/---
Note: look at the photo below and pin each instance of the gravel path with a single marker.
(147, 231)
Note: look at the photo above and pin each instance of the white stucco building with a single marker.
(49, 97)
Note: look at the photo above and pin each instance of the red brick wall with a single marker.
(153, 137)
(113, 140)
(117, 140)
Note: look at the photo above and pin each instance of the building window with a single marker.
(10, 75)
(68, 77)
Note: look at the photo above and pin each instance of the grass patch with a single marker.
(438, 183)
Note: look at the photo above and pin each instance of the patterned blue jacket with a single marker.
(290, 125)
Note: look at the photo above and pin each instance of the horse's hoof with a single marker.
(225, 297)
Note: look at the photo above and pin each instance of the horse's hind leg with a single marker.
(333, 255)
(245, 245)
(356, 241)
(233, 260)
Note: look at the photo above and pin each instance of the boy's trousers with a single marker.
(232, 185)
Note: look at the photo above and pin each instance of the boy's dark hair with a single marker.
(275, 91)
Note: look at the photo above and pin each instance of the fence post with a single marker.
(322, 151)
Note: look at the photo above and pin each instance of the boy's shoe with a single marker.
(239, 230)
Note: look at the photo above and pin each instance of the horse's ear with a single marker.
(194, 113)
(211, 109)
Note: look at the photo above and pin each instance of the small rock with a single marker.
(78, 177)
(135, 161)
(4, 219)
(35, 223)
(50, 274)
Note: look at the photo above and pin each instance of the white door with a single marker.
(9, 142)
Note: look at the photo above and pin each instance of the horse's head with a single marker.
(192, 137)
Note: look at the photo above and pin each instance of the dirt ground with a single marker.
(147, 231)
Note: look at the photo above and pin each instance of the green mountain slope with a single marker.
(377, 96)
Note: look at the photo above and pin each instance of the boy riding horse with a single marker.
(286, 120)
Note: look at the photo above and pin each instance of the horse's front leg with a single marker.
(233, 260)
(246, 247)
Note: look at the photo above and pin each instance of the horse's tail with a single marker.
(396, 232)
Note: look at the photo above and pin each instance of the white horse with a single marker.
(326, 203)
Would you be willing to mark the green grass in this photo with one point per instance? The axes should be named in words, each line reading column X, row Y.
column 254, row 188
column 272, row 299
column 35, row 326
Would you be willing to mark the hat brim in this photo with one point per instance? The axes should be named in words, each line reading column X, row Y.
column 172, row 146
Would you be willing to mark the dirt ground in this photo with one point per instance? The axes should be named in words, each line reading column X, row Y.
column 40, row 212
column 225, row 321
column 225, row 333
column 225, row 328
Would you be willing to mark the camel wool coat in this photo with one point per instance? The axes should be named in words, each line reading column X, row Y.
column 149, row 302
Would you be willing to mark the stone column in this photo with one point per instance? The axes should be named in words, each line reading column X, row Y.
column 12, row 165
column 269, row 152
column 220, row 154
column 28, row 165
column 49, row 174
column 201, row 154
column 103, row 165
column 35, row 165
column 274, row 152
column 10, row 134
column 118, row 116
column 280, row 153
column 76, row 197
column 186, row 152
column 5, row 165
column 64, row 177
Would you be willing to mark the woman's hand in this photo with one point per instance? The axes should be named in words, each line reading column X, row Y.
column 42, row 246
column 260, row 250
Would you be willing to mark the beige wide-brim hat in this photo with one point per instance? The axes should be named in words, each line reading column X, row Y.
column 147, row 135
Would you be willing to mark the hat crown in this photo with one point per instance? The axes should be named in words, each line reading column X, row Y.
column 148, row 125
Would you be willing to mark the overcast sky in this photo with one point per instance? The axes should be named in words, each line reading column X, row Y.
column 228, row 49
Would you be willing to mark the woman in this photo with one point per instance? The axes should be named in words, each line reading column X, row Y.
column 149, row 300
\---
● **Assignment**: Your task is to retype all of the lines above exactly.

● **Solved exercise**:
Note: look at the photo below and pin each instance of the gravel path with a single marker.
(147, 231)
Note: look at the photo above and pin each instance of the white stucco building with a single marker.
(49, 97)
Note: look at the photo above and pin each instance of the red brick wall with a single marker.
(153, 137)
(113, 140)
(117, 140)
Note: look at the photo above and pin each instance of the building window with a single marker.
(10, 75)
(68, 77)
Note: look at the photo above and pin each instance of the grass patch with a single marker.
(438, 183)
Note: look at the photo above and pin each instance of the patterned blue jacket with a single marker.
(290, 125)
Note: look at the photo above and pin each instance of the horse's hoof with a single marker.
(225, 297)
Note: look at the photo above and pin each instance of the horse's hind leg with a single marker.
(333, 255)
(245, 245)
(356, 241)
(233, 260)
Note: look at the photo above and pin each instance of the boy's trousers with a single marker.
(232, 185)
Note: look at the photo above and pin each instance of the boy's dark hair with a single marker.
(275, 91)
Note: look at the photo above and pin each instance of the fence post with a single marker.
(322, 151)
Note: look at the photo above and pin each instance of the boy's shoe with a single marker.
(239, 230)
Note: look at the photo above and pin each instance of the horse's ear with a single marker.
(194, 113)
(211, 109)
Note: look at the photo above and pin each instance of the small rock with a single marker.
(78, 177)
(135, 161)
(4, 219)
(35, 223)
(50, 274)
Note: look at the photo above and pin each instance of the white door with a single marker.
(9, 142)
Note: look at the photo above and pin each instance of the horse's head with a single marker.
(192, 137)
Note: look at the photo above and pin each instance of the dirt ground with a single marker.
(147, 231)
Note: look at the photo above and pin each instance of the green mountain slope with a single marker.
(377, 96)
Note: look at the photo above and pin each instance of the boy riding horse with a single marker.
(286, 120)
Note: look at the photo above and pin each instance of the horse's front leg with a single marker.
(233, 260)
(246, 247)
Note: look at the photo above and pin each instance of the horse's tail with a single marker.
(396, 232)
Note: look at the photo above and pin each instance of the white horse with a single marker.
(326, 203)
Would you be willing to mark the green grass in this photo with one point per instance? The axes should be named in words, each line reading column X, row Y.
column 254, row 188
column 272, row 299
column 35, row 326
Would you be willing to mark the hat brim in this photo with one point per instance? The axes should be named in words, each line reading column X, row Y.
column 172, row 146
Would you be willing to mark the dirt ground in this photo with one point per instance? The axes should be named in words, each line reading column X, row Y.
column 40, row 212
column 225, row 321
column 225, row 333
column 225, row 328
Would you be willing to mark the camel wool coat in this photo with one point per instance? The axes should be named in words, each line reading column X, row Y.
column 149, row 302
Would you be willing to mark the stone column in this photo with one point per instance? The axes should be named in words, each line reading column X, row Y.
column 12, row 165
column 269, row 152
column 220, row 154
column 28, row 165
column 49, row 174
column 201, row 154
column 103, row 165
column 35, row 165
column 274, row 152
column 10, row 134
column 118, row 116
column 280, row 153
column 76, row 197
column 186, row 152
column 5, row 165
column 64, row 177
Would you be willing to mark the woman's hand in this photo with one point per instance? The axes should be named in words, each line reading column X, row Y.
column 42, row 246
column 260, row 250
Would you be willing to mark the beige wide-brim hat in this photo with one point per instance? The axes should be named in words, each line reading column X, row Y.
column 147, row 135
Would you be willing to mark the hat crown in this photo with one point per instance? The axes should be named in words, each line reading column X, row Y.
column 148, row 125
Would you be willing to mark the overcast sky in this photo with one point per instance? The axes should be named in words, each line reading column X, row Y.
column 228, row 49
Would you be willing to mark the woman in this photo with one point per instance? The axes should be named in words, each line reading column X, row Y.
column 149, row 300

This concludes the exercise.